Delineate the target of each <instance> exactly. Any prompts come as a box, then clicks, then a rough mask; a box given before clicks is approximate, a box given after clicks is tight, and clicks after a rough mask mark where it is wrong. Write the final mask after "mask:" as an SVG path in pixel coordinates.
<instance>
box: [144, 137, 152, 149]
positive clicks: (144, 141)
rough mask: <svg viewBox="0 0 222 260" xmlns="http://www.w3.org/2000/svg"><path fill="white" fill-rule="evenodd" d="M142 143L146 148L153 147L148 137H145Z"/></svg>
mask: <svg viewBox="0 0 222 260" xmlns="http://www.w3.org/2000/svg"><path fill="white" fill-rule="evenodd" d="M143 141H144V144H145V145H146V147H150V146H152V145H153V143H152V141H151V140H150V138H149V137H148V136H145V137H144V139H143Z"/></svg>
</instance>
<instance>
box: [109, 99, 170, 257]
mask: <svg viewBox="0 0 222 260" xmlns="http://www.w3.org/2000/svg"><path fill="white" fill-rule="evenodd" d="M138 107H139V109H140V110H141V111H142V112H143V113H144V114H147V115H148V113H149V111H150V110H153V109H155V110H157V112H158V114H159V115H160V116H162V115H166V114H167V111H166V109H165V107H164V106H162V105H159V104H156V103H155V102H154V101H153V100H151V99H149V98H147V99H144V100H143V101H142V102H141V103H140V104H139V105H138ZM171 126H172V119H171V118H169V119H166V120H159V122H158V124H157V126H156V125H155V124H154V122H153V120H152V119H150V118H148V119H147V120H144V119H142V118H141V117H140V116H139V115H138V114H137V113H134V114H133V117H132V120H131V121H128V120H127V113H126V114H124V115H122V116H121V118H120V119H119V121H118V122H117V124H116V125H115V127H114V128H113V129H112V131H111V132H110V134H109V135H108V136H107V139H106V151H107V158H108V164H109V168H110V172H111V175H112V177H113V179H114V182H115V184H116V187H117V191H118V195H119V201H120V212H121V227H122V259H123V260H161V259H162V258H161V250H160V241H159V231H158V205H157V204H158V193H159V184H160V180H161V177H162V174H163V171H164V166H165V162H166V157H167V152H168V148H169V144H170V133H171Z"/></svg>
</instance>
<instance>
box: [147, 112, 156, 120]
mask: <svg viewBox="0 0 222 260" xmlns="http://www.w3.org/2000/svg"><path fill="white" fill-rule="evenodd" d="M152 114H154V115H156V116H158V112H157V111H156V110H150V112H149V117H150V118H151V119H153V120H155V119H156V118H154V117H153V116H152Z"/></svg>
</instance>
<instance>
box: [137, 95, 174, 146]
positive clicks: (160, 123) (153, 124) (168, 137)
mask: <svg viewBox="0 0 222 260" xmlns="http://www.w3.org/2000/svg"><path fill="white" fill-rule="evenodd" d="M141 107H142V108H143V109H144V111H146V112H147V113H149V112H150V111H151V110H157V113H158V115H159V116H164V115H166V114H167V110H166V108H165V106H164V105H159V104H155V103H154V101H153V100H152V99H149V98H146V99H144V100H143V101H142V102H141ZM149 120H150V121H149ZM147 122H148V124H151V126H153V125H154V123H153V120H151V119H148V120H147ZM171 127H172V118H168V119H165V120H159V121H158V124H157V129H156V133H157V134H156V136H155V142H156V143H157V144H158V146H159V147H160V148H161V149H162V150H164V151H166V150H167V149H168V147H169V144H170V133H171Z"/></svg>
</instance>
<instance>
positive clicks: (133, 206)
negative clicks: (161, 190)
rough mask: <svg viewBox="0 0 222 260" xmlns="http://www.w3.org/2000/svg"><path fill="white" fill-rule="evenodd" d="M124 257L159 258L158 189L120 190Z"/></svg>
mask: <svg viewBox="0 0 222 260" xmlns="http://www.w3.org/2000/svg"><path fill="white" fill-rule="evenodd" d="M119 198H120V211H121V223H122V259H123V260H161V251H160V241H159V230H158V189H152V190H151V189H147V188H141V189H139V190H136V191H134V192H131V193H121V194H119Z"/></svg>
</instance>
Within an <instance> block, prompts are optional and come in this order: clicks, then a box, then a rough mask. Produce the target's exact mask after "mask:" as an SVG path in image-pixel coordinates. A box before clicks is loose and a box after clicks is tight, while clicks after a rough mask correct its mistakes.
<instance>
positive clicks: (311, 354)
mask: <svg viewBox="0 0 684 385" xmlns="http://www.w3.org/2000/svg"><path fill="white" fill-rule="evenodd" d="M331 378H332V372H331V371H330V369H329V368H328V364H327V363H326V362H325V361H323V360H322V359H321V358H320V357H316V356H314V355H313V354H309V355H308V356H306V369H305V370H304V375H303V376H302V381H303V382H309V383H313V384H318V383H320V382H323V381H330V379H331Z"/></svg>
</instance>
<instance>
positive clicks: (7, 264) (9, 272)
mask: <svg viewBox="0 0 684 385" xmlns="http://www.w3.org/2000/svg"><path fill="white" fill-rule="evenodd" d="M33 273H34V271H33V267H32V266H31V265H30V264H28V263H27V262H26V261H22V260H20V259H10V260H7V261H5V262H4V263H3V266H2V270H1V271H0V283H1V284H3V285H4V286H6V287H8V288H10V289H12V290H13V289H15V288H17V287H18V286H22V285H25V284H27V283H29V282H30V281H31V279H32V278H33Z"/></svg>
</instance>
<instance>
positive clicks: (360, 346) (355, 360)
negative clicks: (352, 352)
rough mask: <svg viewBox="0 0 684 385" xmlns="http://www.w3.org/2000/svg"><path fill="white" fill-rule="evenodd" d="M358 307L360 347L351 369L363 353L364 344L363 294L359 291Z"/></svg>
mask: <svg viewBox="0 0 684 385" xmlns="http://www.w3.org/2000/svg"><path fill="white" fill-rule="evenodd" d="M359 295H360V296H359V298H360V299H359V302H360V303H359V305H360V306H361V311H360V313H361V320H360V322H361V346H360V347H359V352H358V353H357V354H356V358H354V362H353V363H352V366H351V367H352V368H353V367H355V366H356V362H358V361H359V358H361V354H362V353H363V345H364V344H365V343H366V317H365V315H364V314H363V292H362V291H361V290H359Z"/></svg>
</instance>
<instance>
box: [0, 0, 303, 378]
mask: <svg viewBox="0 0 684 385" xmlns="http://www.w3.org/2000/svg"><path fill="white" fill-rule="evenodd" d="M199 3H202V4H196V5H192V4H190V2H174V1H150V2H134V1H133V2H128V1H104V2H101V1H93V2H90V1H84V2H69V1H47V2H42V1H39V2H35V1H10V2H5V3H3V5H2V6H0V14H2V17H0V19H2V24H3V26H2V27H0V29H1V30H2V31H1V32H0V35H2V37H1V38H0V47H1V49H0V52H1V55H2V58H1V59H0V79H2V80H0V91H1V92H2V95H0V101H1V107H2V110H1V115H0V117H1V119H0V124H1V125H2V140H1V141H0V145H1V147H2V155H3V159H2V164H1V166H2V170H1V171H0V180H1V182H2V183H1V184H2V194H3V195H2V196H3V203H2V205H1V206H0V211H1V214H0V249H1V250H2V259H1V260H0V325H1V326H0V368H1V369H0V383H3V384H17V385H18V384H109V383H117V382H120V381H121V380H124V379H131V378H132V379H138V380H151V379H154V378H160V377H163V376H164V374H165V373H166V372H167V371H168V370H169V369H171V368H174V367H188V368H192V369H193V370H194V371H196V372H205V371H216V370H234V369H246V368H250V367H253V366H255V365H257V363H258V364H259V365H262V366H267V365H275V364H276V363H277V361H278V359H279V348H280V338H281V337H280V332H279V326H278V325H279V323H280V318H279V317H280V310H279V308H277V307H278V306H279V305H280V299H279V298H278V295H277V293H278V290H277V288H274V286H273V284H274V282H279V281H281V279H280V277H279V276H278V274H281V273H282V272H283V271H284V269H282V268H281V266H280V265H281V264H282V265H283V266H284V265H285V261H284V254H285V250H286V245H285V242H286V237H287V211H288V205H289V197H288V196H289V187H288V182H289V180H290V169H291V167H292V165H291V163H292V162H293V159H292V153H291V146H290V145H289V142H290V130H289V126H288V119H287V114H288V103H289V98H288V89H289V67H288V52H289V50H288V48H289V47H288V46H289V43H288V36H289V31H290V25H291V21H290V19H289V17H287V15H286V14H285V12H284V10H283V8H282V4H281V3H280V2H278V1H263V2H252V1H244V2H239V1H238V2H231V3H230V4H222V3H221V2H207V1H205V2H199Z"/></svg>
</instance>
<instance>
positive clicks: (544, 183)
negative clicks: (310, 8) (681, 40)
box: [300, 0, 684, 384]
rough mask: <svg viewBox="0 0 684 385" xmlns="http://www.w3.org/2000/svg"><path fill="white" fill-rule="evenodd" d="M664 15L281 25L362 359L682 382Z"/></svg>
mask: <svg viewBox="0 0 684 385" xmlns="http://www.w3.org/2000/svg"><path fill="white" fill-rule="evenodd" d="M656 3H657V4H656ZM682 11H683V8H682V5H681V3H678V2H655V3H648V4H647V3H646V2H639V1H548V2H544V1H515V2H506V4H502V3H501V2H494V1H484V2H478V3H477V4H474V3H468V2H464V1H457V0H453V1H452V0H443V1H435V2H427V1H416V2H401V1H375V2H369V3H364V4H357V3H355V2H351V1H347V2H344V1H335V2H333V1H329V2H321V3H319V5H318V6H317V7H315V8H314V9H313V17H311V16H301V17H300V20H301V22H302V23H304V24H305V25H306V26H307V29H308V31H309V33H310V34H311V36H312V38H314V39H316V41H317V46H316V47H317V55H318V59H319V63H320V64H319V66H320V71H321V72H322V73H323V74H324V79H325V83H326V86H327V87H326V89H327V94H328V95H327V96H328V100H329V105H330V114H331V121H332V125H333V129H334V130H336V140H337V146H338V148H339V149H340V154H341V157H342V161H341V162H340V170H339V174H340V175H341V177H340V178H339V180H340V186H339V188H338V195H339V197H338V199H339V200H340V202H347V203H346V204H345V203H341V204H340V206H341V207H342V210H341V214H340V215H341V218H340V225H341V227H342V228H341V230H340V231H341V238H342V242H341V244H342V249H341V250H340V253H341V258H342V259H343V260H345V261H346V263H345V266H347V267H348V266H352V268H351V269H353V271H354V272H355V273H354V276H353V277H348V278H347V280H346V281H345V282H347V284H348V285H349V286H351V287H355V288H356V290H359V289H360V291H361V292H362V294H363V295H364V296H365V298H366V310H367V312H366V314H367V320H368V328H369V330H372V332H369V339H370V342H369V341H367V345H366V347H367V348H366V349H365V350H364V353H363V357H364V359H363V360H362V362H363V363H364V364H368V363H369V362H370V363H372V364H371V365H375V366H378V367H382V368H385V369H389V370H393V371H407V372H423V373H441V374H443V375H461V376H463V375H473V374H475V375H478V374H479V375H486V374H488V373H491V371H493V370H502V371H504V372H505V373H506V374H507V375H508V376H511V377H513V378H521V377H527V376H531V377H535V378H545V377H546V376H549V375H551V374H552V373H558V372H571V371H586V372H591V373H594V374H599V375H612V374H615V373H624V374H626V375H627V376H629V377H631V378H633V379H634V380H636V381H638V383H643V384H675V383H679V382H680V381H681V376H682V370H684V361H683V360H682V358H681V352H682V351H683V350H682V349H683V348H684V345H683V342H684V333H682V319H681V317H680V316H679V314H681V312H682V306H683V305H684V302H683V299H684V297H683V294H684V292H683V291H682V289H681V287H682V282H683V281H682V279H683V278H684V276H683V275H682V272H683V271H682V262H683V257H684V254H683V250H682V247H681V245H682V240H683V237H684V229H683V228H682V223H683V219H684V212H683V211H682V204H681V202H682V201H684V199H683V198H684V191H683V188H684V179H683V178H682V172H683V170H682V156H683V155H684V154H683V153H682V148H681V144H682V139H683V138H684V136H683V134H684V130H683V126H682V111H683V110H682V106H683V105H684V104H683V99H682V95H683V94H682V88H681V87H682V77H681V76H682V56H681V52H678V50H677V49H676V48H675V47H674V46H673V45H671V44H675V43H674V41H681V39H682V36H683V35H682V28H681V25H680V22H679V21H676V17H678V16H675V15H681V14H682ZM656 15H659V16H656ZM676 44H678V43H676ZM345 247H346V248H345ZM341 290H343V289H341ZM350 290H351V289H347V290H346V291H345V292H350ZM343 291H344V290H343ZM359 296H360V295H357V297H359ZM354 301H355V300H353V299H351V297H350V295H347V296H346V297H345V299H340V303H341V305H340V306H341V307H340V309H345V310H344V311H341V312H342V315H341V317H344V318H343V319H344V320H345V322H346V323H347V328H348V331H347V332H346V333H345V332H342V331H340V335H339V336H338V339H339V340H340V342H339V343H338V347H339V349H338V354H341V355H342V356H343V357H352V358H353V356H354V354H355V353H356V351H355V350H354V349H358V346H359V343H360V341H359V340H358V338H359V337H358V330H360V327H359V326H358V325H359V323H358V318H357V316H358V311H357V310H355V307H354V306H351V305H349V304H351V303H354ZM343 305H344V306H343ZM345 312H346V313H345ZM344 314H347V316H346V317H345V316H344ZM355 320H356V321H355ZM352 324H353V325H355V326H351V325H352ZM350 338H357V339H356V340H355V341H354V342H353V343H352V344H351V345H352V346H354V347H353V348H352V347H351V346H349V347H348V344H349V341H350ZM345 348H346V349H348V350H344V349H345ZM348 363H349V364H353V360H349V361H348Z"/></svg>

━━━━━━━━━━━━━━━━━━━━

Activity:
Reproduce the records verbatim from their first line through the line containing "143L146 148L153 147L148".

Answer section:
Delineate the target of each <instance> exactly. Any prompts come as a box, then clicks, then a rough mask; a box given before clicks is approximate, a box given after clicks is tight, and clicks after a rough mask mark where it is wrong. Write the final mask after "mask:" as an SVG path in pixel coordinates.
<instance>
box: [144, 137, 152, 149]
positive clicks: (144, 141)
rough mask: <svg viewBox="0 0 222 260" xmlns="http://www.w3.org/2000/svg"><path fill="white" fill-rule="evenodd" d="M142 143L146 148L153 147L148 137H145Z"/></svg>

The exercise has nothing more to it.